• _What is needed_
The required output is the line that contains "Could you point at the cup-shaped" plus every line after it in the listing below, copied exactly as it appears.
[Begin Stored data]
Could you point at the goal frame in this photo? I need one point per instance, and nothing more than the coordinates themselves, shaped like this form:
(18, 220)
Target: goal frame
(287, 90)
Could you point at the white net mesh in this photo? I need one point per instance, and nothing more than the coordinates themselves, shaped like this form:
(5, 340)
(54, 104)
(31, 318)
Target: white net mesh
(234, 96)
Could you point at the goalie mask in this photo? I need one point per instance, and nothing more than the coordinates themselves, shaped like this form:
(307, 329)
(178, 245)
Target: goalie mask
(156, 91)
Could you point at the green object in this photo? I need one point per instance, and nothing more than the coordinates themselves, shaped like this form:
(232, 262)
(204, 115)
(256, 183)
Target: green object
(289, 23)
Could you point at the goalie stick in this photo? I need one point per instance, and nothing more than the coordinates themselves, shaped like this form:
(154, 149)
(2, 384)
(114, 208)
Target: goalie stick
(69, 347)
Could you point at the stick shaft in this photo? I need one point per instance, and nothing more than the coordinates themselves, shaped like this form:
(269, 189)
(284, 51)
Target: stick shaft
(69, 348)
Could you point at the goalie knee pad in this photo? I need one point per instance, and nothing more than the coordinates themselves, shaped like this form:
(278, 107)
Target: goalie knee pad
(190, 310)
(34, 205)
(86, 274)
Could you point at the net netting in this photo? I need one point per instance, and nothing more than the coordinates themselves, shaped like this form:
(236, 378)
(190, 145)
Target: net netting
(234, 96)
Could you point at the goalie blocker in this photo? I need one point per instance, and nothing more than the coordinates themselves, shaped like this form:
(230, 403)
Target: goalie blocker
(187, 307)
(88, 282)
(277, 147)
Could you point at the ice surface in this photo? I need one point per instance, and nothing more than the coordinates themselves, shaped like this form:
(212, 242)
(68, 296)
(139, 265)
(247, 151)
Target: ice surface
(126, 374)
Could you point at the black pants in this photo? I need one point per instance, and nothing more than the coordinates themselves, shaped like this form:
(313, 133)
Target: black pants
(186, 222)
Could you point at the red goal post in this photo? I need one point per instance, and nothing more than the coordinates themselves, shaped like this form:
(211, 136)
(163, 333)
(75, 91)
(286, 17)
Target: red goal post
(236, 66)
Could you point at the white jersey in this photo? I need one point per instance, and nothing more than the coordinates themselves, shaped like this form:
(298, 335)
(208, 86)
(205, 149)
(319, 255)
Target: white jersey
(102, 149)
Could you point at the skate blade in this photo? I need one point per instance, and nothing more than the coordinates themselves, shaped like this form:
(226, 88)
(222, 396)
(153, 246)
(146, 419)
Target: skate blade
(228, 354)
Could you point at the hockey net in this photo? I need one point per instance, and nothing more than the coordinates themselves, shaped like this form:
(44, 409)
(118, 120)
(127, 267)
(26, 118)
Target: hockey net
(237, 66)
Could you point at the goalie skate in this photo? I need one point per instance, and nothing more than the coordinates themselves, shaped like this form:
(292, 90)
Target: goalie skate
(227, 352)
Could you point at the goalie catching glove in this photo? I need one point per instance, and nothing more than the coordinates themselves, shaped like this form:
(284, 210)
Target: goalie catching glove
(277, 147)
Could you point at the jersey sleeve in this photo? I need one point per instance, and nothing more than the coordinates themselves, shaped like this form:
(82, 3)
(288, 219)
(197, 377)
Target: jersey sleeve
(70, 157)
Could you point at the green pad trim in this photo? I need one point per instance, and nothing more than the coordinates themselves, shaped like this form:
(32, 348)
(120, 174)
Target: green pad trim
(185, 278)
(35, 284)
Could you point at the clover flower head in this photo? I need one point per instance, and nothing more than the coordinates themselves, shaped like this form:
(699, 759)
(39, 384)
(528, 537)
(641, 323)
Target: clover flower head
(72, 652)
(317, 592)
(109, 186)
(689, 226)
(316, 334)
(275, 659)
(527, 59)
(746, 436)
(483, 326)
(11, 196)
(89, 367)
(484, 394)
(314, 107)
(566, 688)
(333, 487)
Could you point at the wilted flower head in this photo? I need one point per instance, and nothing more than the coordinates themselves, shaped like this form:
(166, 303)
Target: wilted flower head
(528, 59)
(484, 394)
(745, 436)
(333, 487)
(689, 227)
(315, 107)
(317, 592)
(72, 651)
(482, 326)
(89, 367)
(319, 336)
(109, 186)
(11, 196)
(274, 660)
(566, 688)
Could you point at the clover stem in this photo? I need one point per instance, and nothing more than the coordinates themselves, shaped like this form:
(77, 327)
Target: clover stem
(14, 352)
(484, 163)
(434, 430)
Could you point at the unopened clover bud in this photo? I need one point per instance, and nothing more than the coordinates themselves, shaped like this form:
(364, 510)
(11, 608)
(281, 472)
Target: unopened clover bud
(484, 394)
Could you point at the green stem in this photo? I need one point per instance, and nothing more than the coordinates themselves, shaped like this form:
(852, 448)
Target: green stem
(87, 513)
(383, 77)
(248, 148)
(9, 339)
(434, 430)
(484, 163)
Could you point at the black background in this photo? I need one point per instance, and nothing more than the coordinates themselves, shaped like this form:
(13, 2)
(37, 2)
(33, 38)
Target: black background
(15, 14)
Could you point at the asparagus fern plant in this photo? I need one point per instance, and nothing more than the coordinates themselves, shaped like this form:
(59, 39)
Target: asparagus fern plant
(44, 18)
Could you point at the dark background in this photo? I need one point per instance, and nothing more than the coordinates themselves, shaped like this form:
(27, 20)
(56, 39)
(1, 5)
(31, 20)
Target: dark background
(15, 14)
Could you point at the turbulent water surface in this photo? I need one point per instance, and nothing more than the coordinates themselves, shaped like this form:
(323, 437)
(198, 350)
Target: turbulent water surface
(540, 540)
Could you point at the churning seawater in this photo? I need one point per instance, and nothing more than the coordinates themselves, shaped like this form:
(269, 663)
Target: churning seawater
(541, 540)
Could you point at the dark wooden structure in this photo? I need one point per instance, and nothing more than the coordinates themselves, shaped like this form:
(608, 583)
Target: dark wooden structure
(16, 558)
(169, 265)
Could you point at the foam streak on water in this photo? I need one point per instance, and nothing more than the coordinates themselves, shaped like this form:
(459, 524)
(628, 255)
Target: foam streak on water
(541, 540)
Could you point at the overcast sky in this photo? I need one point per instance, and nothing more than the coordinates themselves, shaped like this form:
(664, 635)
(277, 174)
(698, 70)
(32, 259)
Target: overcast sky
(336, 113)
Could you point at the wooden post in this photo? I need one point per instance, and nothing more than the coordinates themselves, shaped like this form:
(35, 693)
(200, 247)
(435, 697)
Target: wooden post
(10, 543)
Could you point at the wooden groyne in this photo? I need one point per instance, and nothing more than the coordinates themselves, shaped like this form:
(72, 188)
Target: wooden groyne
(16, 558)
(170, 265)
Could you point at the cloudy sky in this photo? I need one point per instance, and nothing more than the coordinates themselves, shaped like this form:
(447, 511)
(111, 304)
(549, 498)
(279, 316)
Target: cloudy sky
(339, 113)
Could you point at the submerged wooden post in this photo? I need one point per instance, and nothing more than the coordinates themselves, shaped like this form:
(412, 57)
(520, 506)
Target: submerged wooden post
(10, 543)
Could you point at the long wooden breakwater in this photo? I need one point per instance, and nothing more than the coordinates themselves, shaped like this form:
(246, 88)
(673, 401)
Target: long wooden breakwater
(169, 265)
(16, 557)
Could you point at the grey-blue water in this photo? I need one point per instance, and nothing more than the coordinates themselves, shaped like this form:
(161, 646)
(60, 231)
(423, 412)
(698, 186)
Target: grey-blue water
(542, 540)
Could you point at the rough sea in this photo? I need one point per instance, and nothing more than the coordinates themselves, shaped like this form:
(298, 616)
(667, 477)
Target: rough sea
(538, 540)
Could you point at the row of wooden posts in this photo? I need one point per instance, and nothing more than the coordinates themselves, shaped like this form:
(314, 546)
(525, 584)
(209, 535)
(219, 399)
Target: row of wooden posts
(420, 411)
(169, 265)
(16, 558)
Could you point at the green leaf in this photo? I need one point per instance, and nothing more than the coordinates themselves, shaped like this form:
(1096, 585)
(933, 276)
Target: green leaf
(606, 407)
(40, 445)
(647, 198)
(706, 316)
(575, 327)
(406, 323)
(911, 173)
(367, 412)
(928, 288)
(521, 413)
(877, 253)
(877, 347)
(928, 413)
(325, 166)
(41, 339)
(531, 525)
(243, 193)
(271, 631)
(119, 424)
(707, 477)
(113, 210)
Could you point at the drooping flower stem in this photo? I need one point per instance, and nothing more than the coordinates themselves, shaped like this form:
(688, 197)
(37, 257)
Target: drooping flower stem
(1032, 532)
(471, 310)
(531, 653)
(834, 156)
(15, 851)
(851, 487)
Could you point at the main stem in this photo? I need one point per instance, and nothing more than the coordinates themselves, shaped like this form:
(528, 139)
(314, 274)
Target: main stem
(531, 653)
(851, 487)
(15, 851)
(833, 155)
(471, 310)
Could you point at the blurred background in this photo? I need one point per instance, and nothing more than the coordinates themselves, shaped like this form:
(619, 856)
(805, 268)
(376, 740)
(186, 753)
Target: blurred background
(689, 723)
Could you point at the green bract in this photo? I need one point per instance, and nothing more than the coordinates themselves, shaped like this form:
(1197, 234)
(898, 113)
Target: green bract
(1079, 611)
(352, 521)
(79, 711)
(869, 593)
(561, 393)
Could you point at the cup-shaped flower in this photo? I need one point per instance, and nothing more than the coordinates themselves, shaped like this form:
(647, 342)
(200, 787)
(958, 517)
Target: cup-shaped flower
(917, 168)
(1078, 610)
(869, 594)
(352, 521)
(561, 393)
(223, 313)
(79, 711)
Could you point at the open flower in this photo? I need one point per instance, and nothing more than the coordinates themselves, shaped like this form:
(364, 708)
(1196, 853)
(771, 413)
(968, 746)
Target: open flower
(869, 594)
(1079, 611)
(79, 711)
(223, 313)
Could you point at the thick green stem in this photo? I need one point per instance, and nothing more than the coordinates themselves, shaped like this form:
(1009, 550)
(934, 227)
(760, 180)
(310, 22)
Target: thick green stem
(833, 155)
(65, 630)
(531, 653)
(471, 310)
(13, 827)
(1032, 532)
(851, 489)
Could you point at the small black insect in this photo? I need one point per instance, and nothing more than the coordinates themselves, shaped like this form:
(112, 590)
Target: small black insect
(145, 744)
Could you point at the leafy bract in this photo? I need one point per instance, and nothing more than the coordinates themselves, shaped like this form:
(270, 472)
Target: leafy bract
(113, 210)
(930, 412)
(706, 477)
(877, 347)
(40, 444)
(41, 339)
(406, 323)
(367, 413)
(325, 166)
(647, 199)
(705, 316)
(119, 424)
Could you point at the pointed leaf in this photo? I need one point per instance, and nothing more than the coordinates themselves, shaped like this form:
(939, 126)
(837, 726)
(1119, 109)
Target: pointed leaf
[End Stored data]
• _Exercise output_
Could you point at the cup-shaped flower in this photo? I need one point per instance, and nothing more than the coordinates themselves, shaped like this form:
(647, 342)
(200, 787)
(958, 517)
Target: cup-shaped flower
(917, 168)
(1078, 610)
(869, 594)
(352, 521)
(561, 393)
(223, 313)
(79, 711)
Could you point at the open flower in this photo? I need one point per instance, and nothing more than the coordinates themselves, shaped like this form:
(364, 708)
(1196, 853)
(771, 413)
(968, 746)
Target: open flower
(869, 594)
(1079, 611)
(79, 711)
(223, 313)
Could you point at the thick green stem in this photo? I need one point per instance, and nothing more than the coordinates themselves, shaped like this form:
(1009, 550)
(934, 227)
(760, 180)
(310, 22)
Target: thick green stem
(833, 155)
(65, 630)
(531, 653)
(471, 310)
(13, 827)
(1032, 532)
(851, 489)
Could you point at the small black insect in this photo? I need one point per instance, and nothing more than the coordinates themselves, shaped like this form:
(112, 590)
Target: small black insect
(145, 744)
Could you point at the leafy bract in this photo? I need one point per instance, and nothing more than the coordinates themselves, shaped like this form:
(270, 472)
Target: leafy bract
(113, 210)
(930, 412)
(706, 477)
(877, 347)
(40, 444)
(41, 339)
(406, 323)
(367, 413)
(325, 166)
(647, 199)
(705, 316)
(119, 424)
Could you point at the pointed leaf in this photo? I need one point per instance, and nothing more than the coordinates themselves, shaped like this form:
(939, 126)
(837, 726)
(1119, 109)
Target: pointed leaf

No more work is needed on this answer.